Copy every entry precisely.

[Stored data]
===

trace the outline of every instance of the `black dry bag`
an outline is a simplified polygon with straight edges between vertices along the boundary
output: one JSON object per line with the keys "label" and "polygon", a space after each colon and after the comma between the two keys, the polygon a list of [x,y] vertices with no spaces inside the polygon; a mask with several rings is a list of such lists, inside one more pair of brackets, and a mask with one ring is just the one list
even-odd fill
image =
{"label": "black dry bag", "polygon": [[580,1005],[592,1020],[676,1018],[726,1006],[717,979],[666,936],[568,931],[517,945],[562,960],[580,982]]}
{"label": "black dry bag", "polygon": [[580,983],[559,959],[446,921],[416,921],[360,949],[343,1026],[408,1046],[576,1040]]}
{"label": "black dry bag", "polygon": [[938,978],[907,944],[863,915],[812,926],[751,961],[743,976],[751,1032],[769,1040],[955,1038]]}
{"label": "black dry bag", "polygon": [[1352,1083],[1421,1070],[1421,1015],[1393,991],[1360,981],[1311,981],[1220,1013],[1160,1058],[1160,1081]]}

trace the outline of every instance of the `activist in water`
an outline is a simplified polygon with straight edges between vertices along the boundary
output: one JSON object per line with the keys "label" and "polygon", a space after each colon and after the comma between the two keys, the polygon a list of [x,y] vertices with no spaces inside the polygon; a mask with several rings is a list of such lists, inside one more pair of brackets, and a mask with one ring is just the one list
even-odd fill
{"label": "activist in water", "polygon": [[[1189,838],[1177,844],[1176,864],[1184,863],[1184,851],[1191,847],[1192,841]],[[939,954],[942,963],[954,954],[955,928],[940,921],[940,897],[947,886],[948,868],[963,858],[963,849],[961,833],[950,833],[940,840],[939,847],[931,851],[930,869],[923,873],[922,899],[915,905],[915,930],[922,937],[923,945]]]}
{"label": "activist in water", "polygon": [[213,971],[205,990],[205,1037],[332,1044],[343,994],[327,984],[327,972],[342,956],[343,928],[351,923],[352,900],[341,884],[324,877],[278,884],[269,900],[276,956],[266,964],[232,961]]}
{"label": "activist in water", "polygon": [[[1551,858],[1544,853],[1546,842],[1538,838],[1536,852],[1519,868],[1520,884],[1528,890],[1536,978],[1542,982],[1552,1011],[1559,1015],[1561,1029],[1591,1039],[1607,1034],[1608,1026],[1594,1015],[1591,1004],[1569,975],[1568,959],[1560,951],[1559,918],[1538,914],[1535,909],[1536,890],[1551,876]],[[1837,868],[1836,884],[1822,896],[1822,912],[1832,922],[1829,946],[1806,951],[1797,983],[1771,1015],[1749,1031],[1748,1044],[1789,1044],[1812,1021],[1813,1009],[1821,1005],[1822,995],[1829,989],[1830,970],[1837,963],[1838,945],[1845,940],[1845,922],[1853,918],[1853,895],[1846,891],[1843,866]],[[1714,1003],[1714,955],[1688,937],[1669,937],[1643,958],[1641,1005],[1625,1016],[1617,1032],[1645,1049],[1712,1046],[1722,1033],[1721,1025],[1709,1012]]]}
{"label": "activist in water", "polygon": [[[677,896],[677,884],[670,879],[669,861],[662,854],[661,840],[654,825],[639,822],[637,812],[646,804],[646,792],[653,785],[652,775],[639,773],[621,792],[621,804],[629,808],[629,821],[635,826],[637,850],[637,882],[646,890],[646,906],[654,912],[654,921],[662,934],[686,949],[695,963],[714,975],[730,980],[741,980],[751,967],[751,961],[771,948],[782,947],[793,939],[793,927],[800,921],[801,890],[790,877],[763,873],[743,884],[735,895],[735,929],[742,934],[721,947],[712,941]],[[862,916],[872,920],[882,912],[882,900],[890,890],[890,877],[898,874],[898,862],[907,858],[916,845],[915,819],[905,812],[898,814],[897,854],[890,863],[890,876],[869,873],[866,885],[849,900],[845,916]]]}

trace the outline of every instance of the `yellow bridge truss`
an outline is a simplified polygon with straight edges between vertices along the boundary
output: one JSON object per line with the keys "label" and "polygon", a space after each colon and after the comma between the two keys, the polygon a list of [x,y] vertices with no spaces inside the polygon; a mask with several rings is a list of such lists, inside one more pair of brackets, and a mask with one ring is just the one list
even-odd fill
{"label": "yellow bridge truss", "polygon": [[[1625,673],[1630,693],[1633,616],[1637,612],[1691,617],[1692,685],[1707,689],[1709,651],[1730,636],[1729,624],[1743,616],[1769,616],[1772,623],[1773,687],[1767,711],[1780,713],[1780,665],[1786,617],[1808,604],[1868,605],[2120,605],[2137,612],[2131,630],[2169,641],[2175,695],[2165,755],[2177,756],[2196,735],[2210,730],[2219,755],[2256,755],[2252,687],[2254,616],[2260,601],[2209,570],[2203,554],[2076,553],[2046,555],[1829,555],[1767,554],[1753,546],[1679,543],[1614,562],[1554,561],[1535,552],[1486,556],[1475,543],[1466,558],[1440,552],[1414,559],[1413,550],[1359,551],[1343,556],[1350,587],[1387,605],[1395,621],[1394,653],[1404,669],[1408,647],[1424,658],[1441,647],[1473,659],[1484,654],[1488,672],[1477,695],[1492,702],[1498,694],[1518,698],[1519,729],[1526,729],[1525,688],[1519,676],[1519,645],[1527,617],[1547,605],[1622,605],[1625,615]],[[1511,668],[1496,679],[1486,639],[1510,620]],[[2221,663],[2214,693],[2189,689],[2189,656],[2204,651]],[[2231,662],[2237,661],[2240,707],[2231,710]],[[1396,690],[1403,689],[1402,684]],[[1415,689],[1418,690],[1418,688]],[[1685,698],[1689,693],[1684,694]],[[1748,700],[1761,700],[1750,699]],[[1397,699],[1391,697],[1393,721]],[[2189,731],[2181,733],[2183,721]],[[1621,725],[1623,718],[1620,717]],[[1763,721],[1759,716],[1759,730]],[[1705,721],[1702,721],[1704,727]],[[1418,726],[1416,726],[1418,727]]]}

===

_Written solution_
trace the outline of every instance of the `black dry bag`
an outline is a simplified polygon with straight edges between vertices along the boundary
output: one JSON object per line with the keys "label" and "polygon", a space after each colon and after the comma between the two keys, the polygon a list of [x,y] vertices with no spaces inside the polygon; a mask with several rings is a list of such lists, inside one more pair of brackets, and a mask with one ring is just the one list
even-odd fill
image =
{"label": "black dry bag", "polygon": [[580,1005],[592,1020],[676,1018],[726,1006],[717,979],[666,936],[568,931],[517,945],[562,960],[580,982]]}
{"label": "black dry bag", "polygon": [[580,983],[559,959],[446,921],[416,921],[360,949],[343,1026],[408,1046],[576,1040]]}
{"label": "black dry bag", "polygon": [[938,978],[907,944],[863,915],[812,926],[751,961],[743,976],[751,1032],[769,1040],[955,1038]]}
{"label": "black dry bag", "polygon": [[1352,1083],[1421,1070],[1421,1015],[1393,991],[1360,981],[1311,981],[1220,1013],[1160,1058],[1160,1081]]}

trace the outline of every instance of the `activist in water`
an outline is a simplified polygon with straight edges between vertices along the boundary
output: one JSON object per line with the keys "label" and "polygon", a space after each colon and after the comma between the two keys, the polygon a list of [x,y] vertices with no spaces inside the polygon; a mask with several rings is a list of such lists, inside one more pair of brackets, and a mask with one ring is just the one list
even-odd fill
{"label": "activist in water", "polygon": [[[1189,838],[1177,844],[1176,864],[1184,863],[1184,851],[1191,847],[1192,841]],[[939,954],[942,963],[954,954],[955,928],[940,921],[940,897],[947,886],[948,868],[963,858],[963,849],[961,833],[950,833],[940,840],[939,847],[931,851],[930,869],[923,873],[922,899],[915,905],[915,930],[922,937],[923,945]]]}
{"label": "activist in water", "polygon": [[213,971],[205,990],[205,1037],[332,1044],[343,994],[327,984],[327,972],[342,956],[343,928],[351,923],[352,900],[341,884],[324,877],[278,884],[269,900],[276,956],[266,964],[232,961]]}
{"label": "activist in water", "polygon": [[[1551,858],[1544,853],[1546,842],[1538,838],[1536,852],[1519,868],[1520,884],[1528,890],[1536,978],[1542,982],[1552,1011],[1559,1015],[1561,1029],[1591,1039],[1607,1034],[1608,1026],[1594,1015],[1591,1004],[1569,975],[1568,959],[1560,951],[1559,918],[1538,914],[1535,909],[1536,890],[1551,876]],[[1837,868],[1836,884],[1822,896],[1822,912],[1832,922],[1829,946],[1806,951],[1797,983],[1771,1015],[1749,1031],[1748,1044],[1789,1044],[1812,1021],[1813,1009],[1821,1005],[1822,995],[1829,989],[1830,970],[1837,963],[1838,945],[1845,940],[1845,922],[1853,918],[1853,895],[1846,891],[1843,866]],[[1714,1003],[1714,955],[1688,937],[1669,937],[1643,958],[1641,1005],[1625,1016],[1617,1032],[1645,1049],[1712,1046],[1722,1033],[1721,1025],[1709,1012]]]}
{"label": "activist in water", "polygon": [[[677,896],[677,884],[670,879],[669,861],[662,854],[661,840],[654,825],[639,822],[637,812],[646,804],[646,792],[653,785],[652,775],[639,773],[621,792],[621,804],[629,808],[629,821],[635,826],[637,850],[637,882],[646,890],[646,906],[654,912],[654,921],[662,934],[686,949],[695,963],[714,975],[730,980],[741,980],[751,967],[751,961],[771,948],[782,947],[793,939],[793,927],[800,921],[801,890],[790,877],[763,873],[743,884],[735,895],[735,929],[742,934],[721,947],[712,941]],[[862,916],[872,920],[882,912],[882,900],[890,890],[890,877],[898,874],[898,862],[907,858],[916,845],[915,819],[905,812],[898,814],[897,854],[890,863],[890,876],[869,873],[866,885],[849,900],[845,916]]]}

trace the outline of every instance of the `yellow bridge truss`
an outline is a simplified polygon with straight edges between vertices along the boundary
output: one JSON object per line with the keys "label" and "polygon", a space after each colon and after the comma between the two keys, the polygon a list of [x,y] vertices with no spaces inside the polygon; a mask with several rings is a list of such lists, inside one more pair of brackets, and a mask with one ring is just the one list
even-odd fill
{"label": "yellow bridge truss", "polygon": [[[1625,673],[1630,693],[1633,616],[1637,612],[1691,617],[1692,685],[1707,689],[1709,651],[1730,636],[1729,624],[1743,616],[1769,616],[1772,623],[1773,687],[1767,711],[1780,713],[1780,665],[1786,617],[1808,604],[1868,605],[2120,605],[2137,612],[2131,630],[2169,641],[2175,695],[2165,755],[2177,756],[2196,735],[2210,730],[2219,755],[2256,755],[2252,687],[2254,616],[2260,601],[2209,570],[2203,554],[2076,553],[2046,555],[1829,555],[1767,554],[1753,546],[1679,543],[1614,562],[1554,561],[1535,552],[1486,556],[1475,543],[1466,558],[1440,552],[1414,559],[1413,550],[1359,551],[1343,556],[1350,587],[1387,605],[1395,621],[1394,653],[1404,669],[1408,647],[1424,658],[1441,647],[1473,659],[1484,654],[1488,672],[1477,695],[1492,702],[1498,694],[1518,698],[1519,729],[1526,729],[1525,688],[1519,676],[1519,645],[1527,617],[1547,605],[1622,605],[1625,615]],[[1511,668],[1496,679],[1486,639],[1510,620]],[[2221,663],[2214,693],[2189,689],[2189,656],[2204,651]],[[2231,662],[2237,661],[2240,707],[2231,710]],[[1396,690],[1403,689],[1402,684]],[[1415,689],[1418,690],[1418,688]],[[1685,698],[1689,693],[1684,694]],[[1748,700],[1761,700],[1750,699]],[[1397,699],[1391,697],[1393,721]],[[2189,731],[2181,733],[2183,721]],[[1621,725],[1623,718],[1620,717]],[[1763,721],[1759,716],[1759,730]],[[1705,721],[1702,721],[1704,727]],[[1418,726],[1416,726],[1418,727]]]}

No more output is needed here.